Could you show all lines in the entries below that contain the string "stick"?

Input for this task
--- --- ---
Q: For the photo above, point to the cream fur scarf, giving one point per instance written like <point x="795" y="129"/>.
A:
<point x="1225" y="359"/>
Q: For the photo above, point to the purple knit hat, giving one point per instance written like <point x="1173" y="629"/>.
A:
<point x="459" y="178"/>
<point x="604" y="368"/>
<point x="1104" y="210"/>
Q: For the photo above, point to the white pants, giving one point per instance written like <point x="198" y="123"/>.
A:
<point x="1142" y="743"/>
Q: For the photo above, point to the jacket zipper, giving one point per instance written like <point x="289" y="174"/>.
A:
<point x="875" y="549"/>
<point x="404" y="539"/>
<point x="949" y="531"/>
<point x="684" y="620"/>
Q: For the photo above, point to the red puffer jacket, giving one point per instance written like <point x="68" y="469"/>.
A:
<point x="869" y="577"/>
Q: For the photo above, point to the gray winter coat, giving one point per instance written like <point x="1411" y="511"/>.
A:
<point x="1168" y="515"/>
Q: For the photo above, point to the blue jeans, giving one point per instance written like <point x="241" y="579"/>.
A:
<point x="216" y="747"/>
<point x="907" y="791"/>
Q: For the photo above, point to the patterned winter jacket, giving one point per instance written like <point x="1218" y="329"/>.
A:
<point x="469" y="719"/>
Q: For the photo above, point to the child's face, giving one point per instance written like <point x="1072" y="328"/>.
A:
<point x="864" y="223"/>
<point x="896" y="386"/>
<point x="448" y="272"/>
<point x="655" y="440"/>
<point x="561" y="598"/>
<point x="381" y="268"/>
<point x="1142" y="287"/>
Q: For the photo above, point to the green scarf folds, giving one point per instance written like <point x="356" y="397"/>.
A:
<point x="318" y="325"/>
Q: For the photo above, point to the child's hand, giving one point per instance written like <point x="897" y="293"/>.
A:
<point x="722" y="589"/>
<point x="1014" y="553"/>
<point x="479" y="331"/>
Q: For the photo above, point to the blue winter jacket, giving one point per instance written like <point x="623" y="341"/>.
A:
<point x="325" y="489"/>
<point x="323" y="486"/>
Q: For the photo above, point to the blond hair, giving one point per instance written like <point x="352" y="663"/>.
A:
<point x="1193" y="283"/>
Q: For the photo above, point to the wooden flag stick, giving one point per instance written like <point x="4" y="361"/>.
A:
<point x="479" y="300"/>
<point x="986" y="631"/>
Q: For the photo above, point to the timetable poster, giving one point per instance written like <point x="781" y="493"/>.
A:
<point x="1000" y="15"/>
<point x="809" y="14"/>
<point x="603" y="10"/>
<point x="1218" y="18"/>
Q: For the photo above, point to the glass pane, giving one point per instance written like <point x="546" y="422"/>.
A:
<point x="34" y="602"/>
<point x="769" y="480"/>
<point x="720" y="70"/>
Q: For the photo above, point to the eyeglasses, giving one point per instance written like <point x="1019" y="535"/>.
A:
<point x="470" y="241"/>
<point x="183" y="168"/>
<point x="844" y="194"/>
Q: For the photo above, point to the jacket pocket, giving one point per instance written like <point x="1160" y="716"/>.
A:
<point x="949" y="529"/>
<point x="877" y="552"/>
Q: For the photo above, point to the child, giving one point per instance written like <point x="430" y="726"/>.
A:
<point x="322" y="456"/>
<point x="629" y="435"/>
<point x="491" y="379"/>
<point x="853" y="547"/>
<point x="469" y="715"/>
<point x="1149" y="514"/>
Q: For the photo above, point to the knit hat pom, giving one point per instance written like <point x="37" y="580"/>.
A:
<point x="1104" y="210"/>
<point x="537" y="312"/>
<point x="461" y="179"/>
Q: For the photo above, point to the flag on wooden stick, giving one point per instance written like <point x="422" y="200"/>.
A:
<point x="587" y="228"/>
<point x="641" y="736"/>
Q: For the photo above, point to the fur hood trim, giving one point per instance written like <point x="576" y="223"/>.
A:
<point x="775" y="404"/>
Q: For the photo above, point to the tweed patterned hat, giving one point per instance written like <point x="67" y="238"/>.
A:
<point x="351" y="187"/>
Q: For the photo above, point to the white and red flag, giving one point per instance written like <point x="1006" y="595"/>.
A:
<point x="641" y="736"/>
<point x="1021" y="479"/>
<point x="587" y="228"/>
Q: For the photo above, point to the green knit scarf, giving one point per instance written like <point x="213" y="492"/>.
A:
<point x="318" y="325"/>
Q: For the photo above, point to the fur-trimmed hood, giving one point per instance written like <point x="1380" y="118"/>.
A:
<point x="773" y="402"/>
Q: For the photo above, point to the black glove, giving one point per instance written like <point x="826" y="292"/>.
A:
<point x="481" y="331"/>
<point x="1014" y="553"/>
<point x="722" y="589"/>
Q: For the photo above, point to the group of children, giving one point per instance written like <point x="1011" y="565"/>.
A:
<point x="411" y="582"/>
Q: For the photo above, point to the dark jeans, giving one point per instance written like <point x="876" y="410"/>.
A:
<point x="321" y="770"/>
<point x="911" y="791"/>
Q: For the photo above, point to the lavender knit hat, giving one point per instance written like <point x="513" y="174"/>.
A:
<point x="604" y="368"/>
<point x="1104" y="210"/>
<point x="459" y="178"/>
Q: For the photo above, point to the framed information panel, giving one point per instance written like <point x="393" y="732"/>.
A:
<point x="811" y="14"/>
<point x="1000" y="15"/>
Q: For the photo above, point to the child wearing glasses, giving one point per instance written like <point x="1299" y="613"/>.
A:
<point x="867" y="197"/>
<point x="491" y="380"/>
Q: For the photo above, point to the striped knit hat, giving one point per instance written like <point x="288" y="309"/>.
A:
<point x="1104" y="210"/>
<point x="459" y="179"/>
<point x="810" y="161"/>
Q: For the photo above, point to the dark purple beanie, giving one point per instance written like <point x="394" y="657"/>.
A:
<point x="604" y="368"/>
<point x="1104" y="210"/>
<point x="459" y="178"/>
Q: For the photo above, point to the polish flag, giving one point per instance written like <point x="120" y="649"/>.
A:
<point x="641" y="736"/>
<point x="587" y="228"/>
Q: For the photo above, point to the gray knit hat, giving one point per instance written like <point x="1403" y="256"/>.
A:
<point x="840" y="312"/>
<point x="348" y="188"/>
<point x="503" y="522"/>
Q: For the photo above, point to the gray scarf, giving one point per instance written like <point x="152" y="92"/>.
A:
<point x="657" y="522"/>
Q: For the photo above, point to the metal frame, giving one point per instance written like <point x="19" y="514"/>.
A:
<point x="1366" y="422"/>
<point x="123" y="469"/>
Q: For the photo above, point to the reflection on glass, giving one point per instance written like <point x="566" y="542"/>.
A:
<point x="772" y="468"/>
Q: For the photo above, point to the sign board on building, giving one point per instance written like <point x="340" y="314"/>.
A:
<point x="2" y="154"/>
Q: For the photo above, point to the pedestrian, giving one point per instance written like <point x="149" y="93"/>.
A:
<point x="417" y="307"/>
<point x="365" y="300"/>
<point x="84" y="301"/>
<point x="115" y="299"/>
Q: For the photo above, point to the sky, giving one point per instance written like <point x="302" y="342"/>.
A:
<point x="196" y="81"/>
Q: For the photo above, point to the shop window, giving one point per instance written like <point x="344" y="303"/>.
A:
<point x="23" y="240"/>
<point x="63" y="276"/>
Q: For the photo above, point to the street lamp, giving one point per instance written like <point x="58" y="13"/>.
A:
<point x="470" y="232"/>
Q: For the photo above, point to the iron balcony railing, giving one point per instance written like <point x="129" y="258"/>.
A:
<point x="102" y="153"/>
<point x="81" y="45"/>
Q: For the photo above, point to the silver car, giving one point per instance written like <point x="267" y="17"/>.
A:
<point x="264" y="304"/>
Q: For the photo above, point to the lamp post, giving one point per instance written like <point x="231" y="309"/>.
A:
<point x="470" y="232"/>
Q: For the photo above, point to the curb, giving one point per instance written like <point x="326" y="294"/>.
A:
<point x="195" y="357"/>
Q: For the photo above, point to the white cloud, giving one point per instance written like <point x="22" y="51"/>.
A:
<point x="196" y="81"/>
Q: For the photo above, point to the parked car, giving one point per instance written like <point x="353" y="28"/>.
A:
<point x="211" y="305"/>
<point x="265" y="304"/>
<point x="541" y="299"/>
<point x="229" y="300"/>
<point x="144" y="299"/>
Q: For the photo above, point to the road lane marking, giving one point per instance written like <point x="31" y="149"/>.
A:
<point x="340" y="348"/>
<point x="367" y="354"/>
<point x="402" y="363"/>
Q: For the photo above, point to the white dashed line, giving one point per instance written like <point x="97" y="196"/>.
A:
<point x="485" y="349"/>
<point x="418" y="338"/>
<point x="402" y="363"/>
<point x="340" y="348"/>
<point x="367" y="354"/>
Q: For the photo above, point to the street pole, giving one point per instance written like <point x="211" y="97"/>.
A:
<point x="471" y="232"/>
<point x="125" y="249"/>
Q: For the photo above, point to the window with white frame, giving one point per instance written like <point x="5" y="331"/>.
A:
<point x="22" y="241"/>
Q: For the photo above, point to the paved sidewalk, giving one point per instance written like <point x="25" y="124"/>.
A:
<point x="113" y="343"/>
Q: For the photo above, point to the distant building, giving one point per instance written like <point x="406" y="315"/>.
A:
--- --- ---
Answer to this exercise
Q: For the photo above, point to the wooden flag stick, giving one point per instance written like <point x="4" y="361"/>.
Q: For the photo above, point to the flag on wooden stick, giving one point per instance written like <point x="422" y="200"/>.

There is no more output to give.